* begin Data for this task *
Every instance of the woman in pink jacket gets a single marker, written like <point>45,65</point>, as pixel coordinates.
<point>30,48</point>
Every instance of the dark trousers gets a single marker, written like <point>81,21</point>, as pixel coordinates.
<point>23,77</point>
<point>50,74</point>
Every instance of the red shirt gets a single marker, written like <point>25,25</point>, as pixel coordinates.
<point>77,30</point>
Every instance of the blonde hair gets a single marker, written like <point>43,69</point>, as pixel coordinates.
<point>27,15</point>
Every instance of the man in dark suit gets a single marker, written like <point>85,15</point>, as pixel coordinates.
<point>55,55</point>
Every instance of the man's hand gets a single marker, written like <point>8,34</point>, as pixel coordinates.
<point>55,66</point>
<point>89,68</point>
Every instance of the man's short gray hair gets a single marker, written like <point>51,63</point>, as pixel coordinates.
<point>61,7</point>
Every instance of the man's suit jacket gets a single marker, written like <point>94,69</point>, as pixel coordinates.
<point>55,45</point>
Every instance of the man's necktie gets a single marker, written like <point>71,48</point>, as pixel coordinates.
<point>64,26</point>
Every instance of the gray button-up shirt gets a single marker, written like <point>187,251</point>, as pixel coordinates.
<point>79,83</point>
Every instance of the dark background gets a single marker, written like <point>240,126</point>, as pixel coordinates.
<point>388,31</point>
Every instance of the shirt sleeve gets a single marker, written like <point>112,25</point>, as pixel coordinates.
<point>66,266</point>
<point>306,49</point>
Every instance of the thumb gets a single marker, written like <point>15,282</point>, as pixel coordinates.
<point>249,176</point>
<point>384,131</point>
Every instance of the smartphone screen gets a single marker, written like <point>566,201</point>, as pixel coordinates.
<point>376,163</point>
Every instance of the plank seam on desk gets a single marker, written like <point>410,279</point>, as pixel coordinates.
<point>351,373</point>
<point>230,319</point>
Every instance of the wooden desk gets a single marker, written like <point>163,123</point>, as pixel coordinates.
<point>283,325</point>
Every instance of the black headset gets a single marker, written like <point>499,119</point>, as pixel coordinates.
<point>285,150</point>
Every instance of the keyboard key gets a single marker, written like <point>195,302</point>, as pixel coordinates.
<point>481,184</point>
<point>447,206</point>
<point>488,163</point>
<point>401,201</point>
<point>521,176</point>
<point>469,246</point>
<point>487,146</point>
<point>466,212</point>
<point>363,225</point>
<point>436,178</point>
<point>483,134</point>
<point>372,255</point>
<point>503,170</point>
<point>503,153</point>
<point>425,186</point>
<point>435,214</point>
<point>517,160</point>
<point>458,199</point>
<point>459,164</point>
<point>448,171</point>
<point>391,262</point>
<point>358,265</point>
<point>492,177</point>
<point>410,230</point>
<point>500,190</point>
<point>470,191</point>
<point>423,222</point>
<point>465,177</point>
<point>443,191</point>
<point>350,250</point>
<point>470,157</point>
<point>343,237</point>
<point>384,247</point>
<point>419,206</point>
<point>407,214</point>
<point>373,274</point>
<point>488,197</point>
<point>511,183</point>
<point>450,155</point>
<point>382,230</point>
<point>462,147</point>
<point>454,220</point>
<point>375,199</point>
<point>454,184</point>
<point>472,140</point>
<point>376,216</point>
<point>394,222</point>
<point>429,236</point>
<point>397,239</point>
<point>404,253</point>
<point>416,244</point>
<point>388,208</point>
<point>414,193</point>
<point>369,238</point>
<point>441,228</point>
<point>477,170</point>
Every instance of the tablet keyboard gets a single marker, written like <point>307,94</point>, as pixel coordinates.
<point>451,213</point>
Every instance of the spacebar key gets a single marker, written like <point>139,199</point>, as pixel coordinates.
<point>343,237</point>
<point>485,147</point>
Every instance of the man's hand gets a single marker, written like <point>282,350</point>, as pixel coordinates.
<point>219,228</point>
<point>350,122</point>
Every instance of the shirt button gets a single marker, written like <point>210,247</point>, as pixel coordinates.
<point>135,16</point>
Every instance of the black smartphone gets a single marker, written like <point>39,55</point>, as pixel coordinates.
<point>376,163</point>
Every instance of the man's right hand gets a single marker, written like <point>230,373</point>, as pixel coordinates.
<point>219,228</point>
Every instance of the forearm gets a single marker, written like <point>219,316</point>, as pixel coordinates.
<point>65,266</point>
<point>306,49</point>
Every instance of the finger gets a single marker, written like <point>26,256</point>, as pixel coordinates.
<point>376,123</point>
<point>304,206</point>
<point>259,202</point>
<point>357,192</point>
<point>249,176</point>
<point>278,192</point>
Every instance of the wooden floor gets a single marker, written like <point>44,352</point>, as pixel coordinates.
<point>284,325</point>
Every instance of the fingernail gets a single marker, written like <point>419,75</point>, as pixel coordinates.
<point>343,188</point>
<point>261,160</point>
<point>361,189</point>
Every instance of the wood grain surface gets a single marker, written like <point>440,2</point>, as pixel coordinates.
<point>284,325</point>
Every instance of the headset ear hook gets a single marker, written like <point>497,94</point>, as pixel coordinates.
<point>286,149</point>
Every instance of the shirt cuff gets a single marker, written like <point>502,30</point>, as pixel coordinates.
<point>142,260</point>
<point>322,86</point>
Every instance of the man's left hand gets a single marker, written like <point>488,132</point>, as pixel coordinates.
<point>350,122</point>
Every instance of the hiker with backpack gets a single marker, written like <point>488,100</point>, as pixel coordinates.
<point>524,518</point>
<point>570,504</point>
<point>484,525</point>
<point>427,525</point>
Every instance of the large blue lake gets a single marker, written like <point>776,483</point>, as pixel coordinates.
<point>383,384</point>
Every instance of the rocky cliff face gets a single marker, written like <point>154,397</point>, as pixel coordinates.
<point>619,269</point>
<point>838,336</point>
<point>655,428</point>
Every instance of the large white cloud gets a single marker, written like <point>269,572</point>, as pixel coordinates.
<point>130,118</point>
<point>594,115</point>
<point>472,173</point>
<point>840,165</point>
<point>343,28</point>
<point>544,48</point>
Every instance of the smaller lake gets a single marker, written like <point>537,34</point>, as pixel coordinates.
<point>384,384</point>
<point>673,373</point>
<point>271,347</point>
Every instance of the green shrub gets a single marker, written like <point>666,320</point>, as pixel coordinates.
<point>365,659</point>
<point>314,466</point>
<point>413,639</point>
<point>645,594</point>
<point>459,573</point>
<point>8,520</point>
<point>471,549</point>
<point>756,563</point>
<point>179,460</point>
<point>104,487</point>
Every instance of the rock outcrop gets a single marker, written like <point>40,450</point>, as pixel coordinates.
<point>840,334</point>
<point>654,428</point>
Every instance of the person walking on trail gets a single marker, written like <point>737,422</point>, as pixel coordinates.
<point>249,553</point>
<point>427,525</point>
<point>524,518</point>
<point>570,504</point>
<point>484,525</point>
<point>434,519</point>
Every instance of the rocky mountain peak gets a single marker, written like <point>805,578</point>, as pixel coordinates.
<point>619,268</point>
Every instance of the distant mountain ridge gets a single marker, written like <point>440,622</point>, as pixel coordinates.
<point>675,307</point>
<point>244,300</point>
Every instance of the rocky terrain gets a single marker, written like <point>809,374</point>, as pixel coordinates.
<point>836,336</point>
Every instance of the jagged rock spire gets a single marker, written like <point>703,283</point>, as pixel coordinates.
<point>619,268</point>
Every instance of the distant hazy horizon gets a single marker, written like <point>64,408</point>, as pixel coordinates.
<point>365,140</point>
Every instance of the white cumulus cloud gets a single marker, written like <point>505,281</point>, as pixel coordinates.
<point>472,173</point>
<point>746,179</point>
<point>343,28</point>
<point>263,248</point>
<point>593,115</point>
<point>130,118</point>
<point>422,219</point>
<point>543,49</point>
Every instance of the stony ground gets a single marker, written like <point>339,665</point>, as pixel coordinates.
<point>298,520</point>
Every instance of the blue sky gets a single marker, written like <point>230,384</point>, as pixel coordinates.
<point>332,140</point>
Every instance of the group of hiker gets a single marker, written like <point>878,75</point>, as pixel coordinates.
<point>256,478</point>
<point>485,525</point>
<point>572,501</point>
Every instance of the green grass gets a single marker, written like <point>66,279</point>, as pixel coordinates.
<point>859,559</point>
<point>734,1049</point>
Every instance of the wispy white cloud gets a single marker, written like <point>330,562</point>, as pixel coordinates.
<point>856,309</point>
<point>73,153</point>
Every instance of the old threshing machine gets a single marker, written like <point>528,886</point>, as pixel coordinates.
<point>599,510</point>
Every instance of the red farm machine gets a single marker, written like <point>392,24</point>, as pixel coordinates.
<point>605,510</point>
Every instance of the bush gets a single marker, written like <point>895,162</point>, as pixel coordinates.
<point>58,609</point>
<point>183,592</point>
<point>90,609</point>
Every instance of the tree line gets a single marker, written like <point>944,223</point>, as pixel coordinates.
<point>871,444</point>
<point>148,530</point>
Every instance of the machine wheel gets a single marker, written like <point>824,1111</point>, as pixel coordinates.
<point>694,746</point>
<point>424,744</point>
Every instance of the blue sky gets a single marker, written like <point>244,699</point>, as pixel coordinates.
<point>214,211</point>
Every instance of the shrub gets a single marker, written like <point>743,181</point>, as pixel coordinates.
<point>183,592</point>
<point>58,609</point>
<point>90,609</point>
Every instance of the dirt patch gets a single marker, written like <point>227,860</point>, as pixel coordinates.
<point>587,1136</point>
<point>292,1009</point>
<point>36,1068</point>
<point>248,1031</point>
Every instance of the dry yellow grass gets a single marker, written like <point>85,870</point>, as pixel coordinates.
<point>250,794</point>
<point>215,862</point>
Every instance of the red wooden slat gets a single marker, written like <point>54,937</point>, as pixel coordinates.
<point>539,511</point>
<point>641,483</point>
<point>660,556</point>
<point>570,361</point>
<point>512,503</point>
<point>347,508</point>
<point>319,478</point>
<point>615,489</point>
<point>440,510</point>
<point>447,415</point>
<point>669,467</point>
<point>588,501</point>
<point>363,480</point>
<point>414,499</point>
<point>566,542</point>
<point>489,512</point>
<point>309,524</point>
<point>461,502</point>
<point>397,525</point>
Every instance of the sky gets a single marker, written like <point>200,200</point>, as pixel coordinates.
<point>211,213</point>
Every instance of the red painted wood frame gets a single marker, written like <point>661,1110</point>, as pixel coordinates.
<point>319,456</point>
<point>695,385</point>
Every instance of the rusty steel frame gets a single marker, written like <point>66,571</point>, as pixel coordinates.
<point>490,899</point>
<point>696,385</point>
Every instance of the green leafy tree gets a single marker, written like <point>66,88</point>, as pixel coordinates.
* end Data for this task *
## [Short task]
Rewrite the lines from the one containing "Every instance of the distant mountain" through the one containing "<point>148,530</point>" as a Markdown table with the columns Row and Line, numbering each line and leaving out blank lines.

## [Exercise response]
| Row | Line |
|---|---|
| 1 | Every instance of the distant mountain ridge gets a single marker, written like <point>440,622</point>, as pixel coordinates. |
| 2 | <point>675,307</point> |
| 3 | <point>244,300</point> |
| 4 | Every instance of the rocky terrain gets a single marker, written like <point>809,374</point>, as pixel coordinates. |
| 5 | <point>836,336</point> |
| 6 | Every instance of the jagged rock spire gets a single marker, written like <point>703,283</point>, as pixel coordinates. |
| 7 | <point>619,268</point> |
| 8 | Every instance of the distant hazy horizon gets a single marker, written like <point>64,408</point>, as pixel coordinates. |
| 9 | <point>365,140</point> |
| 10 | Every instance of the white cumulus cloud gets a single marker, written like <point>505,281</point>, as pixel coordinates. |
| 11 | <point>472,173</point> |
| 12 | <point>746,179</point> |
| 13 | <point>343,28</point> |
| 14 | <point>263,248</point> |
| 15 | <point>593,115</point> |
| 16 | <point>130,118</point> |
| 17 | <point>422,219</point> |
| 18 | <point>543,49</point> |
| 19 | Every instance of the stony ground gets a single marker, written like <point>339,665</point>, as pixel coordinates. |
| 20 | <point>298,520</point> |
| 21 | Every instance of the blue sky gets a single marker, written like <point>230,384</point>, as pixel coordinates. |
| 22 | <point>332,140</point> |
| 23 | Every instance of the group of hiker gets a single marker, written like <point>878,75</point>, as pixel coordinates. |
| 24 | <point>256,478</point> |
| 25 | <point>485,525</point> |
| 26 | <point>572,501</point> |
| 27 | Every instance of the green grass gets a single marker, written like <point>66,279</point>, as pixel coordinates. |
| 28 | <point>859,559</point> |
| 29 | <point>734,1049</point> |
| 30 | Every instance of the wispy white cloud gets a single marker, written like <point>330,562</point>, as pixel coordinates. |
| 31 | <point>856,309</point> |
| 32 | <point>73,153</point> |
| 33 | Every instance of the old threshing machine gets a single marker, written like <point>528,886</point>, as pixel coordinates. |
| 34 | <point>599,510</point> |
| 35 | Every instance of the red farm machine gets a single marker, written like <point>392,24</point>, as pixel coordinates. |
| 36 | <point>605,510</point> |
| 37 | Every instance of the bush gets a single marker, written like <point>895,162</point>, as pixel coordinates. |
| 38 | <point>58,609</point> |
| 39 | <point>183,592</point> |
| 40 | <point>90,609</point> |
| 41 | Every instance of the tree line gets a single marker, written like <point>944,223</point>, as pixel coordinates. |
| 42 | <point>871,444</point> |
| 43 | <point>148,530</point> |